WHAT YOU WILL DO:
Among the entries below, only the lines from the one with "Practice. Spot the red and" through the one with "Practice. Spot the concrete ledge" are wanted, reproduced exactly. Pictures are not wanted.

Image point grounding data
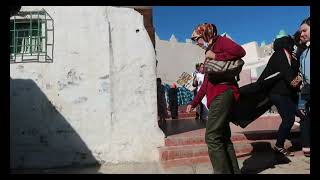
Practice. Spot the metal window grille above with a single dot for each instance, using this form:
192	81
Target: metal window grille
32	37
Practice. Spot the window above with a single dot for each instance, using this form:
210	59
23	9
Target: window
31	37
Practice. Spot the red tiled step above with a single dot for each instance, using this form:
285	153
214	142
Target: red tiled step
197	139
200	155
188	151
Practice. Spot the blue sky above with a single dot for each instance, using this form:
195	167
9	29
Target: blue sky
243	23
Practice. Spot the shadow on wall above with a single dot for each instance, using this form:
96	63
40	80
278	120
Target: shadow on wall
40	137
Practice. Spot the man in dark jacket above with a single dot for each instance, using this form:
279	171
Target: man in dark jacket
173	101
284	93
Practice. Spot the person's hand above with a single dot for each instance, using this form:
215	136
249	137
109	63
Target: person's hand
210	55
189	108
296	81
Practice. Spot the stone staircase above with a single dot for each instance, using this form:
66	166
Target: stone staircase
189	147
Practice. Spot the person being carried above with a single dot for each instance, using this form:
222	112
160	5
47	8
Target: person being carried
221	96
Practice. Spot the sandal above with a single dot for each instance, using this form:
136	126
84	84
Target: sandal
283	151
307	154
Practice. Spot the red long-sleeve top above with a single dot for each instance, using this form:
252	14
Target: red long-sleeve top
224	49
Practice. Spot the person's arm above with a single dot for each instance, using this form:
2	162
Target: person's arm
200	94
228	50
195	82
284	67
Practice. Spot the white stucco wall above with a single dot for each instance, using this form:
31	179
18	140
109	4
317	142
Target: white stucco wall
96	102
174	58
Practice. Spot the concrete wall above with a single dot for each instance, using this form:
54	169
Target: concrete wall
96	103
174	58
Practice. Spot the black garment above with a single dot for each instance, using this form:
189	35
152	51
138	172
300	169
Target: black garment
173	102
278	63
253	102
305	126
161	101
287	109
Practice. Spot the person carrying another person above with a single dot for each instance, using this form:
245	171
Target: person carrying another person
221	95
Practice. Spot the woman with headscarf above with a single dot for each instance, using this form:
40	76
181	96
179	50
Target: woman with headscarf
173	101
284	93
221	95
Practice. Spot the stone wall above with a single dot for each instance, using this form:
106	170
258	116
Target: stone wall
96	103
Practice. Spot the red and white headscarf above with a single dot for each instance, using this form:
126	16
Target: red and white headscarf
206	31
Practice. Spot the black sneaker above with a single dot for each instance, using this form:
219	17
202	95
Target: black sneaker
283	151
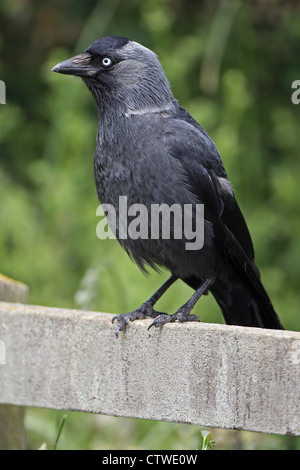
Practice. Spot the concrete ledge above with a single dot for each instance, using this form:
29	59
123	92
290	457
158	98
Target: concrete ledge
12	432
205	374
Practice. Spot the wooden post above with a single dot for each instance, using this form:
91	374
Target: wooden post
12	432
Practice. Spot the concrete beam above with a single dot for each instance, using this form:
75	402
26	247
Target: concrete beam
12	431
206	374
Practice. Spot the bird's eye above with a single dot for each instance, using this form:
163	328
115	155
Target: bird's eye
106	62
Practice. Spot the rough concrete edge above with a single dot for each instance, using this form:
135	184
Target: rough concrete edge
12	430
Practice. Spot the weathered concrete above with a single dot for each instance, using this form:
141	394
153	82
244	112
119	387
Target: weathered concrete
206	374
12	432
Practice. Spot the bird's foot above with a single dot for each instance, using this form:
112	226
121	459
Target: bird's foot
145	310
182	315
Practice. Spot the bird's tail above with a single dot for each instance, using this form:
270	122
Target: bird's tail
243	299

ANSWER SPACE:
Practice. Spot the red and white headscarf above with a single dot for each instance, using this form:
126	16
Target: red and white headscarf
206	31
Practice. Spot the black sneaker above with a single dot for each instance, using this form:
219	17
202	95
Target: black sneaker
283	151
Practice. Spot the concrete ledge above with a single dot for each instance, using this form:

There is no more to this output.